**Task requirements:** Output the entries word for word. Omit images.

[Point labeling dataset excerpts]
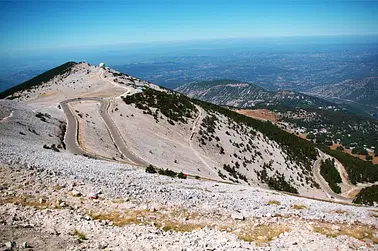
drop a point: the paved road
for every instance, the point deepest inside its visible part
(71, 137)
(324, 185)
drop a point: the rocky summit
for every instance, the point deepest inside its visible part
(94, 159)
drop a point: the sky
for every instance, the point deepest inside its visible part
(41, 25)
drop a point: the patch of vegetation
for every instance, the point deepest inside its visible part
(42, 78)
(360, 150)
(357, 231)
(79, 235)
(367, 196)
(43, 116)
(274, 202)
(181, 175)
(176, 107)
(276, 182)
(359, 171)
(262, 233)
(330, 174)
(298, 150)
(232, 171)
(167, 172)
(298, 207)
(150, 169)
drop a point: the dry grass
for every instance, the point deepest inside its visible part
(374, 215)
(118, 201)
(179, 226)
(339, 211)
(274, 202)
(359, 232)
(298, 207)
(262, 233)
(26, 201)
(79, 235)
(166, 222)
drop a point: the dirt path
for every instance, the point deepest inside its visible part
(190, 140)
(323, 184)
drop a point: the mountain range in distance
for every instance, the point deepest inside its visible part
(359, 93)
(234, 93)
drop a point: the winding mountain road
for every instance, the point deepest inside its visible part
(324, 185)
(194, 131)
(72, 133)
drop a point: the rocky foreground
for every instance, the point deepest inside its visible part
(132, 210)
(53, 200)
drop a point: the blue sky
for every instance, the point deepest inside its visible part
(33, 26)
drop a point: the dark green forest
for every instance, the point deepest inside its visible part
(358, 170)
(299, 150)
(367, 196)
(44, 77)
(330, 174)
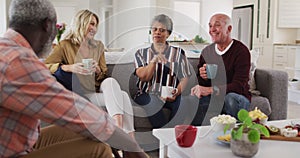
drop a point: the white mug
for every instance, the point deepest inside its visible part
(87, 63)
(166, 91)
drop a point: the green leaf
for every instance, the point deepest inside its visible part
(254, 136)
(242, 115)
(227, 126)
(248, 121)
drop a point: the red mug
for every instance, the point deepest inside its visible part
(185, 135)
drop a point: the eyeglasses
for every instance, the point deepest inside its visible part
(161, 30)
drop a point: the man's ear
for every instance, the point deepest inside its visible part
(46, 25)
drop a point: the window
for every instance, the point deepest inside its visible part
(188, 8)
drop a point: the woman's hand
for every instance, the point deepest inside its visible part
(96, 68)
(159, 58)
(175, 93)
(77, 68)
(202, 71)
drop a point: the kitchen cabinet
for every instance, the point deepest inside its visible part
(288, 14)
(265, 59)
(262, 22)
(265, 31)
(285, 58)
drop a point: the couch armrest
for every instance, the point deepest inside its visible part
(273, 84)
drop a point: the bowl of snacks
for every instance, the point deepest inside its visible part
(258, 116)
(219, 122)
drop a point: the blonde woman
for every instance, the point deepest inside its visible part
(65, 62)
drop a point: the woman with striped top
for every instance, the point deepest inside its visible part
(161, 65)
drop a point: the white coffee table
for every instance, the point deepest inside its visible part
(209, 147)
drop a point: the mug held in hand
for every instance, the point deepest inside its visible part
(166, 91)
(211, 70)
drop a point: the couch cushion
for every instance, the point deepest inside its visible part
(261, 103)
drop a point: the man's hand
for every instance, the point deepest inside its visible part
(200, 91)
(202, 71)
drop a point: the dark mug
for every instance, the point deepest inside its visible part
(185, 135)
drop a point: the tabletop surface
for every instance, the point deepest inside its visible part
(206, 144)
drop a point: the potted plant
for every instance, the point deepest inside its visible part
(245, 138)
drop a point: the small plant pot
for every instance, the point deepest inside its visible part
(243, 147)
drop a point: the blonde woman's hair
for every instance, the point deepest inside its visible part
(79, 26)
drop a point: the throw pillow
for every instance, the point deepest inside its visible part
(254, 57)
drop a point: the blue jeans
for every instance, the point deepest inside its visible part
(153, 107)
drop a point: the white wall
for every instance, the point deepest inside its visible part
(130, 23)
(210, 7)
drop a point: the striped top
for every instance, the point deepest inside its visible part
(168, 74)
(28, 92)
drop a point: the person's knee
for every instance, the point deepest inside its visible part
(101, 150)
(230, 100)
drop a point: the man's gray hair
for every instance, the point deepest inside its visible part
(30, 12)
(165, 20)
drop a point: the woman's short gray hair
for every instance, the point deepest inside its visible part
(165, 20)
(30, 12)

**Solved problem:**
drop a point: the paved road
for every instance, the point deepest inside its visible part
(71, 137)
(324, 185)
drop a point: the rocky summit
for every instance, the point deepest inside its visible part
(94, 159)
drop a point: the sky
for every instance, the point deepest inside its visible part
(41, 25)
drop a point: the patch of vegetation
for every instance, the point deepest inside its visible part
(42, 78)
(360, 150)
(357, 231)
(79, 235)
(367, 196)
(43, 116)
(274, 202)
(181, 175)
(176, 107)
(276, 182)
(359, 171)
(262, 233)
(330, 174)
(298, 150)
(232, 171)
(167, 172)
(298, 207)
(150, 169)
drop a point: the dry grass
for every instance, the point deepest inside its visible part
(374, 215)
(118, 201)
(179, 226)
(339, 211)
(274, 202)
(359, 232)
(298, 207)
(262, 233)
(26, 201)
(79, 235)
(166, 222)
drop a point: the dirt path
for every instance, the point deepest inside its visible part
(190, 140)
(323, 184)
drop a point: the mountain range in distance
for every instance, the point deepest inside its visible part
(359, 93)
(234, 93)
drop a point: the winding mountain road
for every instance, the point deepest inside its visible part
(324, 185)
(194, 131)
(72, 133)
drop a point: the rocky foreground
for every instance, the point deepest inside its visible part
(132, 210)
(53, 200)
drop a point: the blue sky
for every instance, the point deepest inside its visible part
(33, 26)
drop a point: the dark green forest
for every instance, the point deepest inside its visible part
(358, 170)
(299, 150)
(367, 196)
(44, 77)
(330, 174)
drop a point: the white mug
for every instance, the point deepest inside its visible part
(87, 63)
(166, 91)
drop a point: the green leaf
for every instance, the point deepest inside its visible part
(254, 136)
(242, 115)
(227, 126)
(248, 121)
drop a point: the red mug
for every instance, the point deepest inside its visible part
(185, 135)
drop a point: the eyeglasses
for every instance, the point deepest inside its visible part
(161, 30)
drop a point: the man's ear
for every instance, the point deepest inside its visible part
(46, 25)
drop a point: the window
for every instance, the point deepest inside its visible part
(188, 8)
drop a point: the woman's hand
for every instance, the point deepest inside its visible part
(96, 68)
(159, 58)
(175, 93)
(77, 68)
(202, 71)
drop a point: the kitchen cabinet
for every instance, the point deepest inside its visible part
(288, 14)
(265, 59)
(262, 22)
(265, 31)
(285, 58)
drop a point: the couch armrest
for every instance, the point deepest inside its visible part
(273, 84)
drop a point: the bowl of snacks
for every instance, the point deepest inside its visible part
(258, 116)
(219, 122)
drop a point: the blonde woman
for every instance, the point deepest inside its visible part
(65, 62)
drop a point: the woman with striped top
for every instance, the point deepest inside its visible part
(161, 65)
drop a point: the white coffee table
for every instance, the point deepest inside its visible part
(209, 147)
drop a point: the mug held in hand
for every instance, the point deepest inside its visible part
(166, 91)
(211, 70)
drop a point: the couch cushion
for every instance, the point deepest inside its visible part
(261, 103)
drop a point: the man's hand
for every instance, the point deepest inside its visible part
(200, 91)
(202, 71)
drop a point: the dark mug
for every instance, the point deepest inside its visible part
(185, 135)
drop a point: the tabletop surface
for every instance, the point deepest inside its visible part
(206, 144)
drop a point: the potted plant
for every instance, the point deepest inside its visible part
(245, 138)
drop a point: the small plant pot
for every instance, the point deepest inside its visible part
(243, 147)
drop a point: the blonde woman's hair
for every instance, the point deepest inside its visible part
(79, 26)
drop a point: the throw pillow
for every instance, the point deepest inside its visible part
(254, 57)
drop a point: the blue jeans
for every instance, the point deepest inside its visible part
(153, 107)
drop a point: the white wall
for every instance, the point deepest inside its visible part
(130, 23)
(210, 7)
drop a point: the striped top
for every instance, the point deepest inside its visible part
(168, 74)
(28, 92)
drop a point: the person's knee
for every instance, the point deepest inside its visible part
(101, 150)
(230, 100)
drop a point: the man's gray hair
for every instance, the point deepest inside its visible part
(30, 12)
(165, 20)
drop a point: the woman's short gray hair
for every instance, the point deepest inside its visible part
(165, 20)
(30, 12)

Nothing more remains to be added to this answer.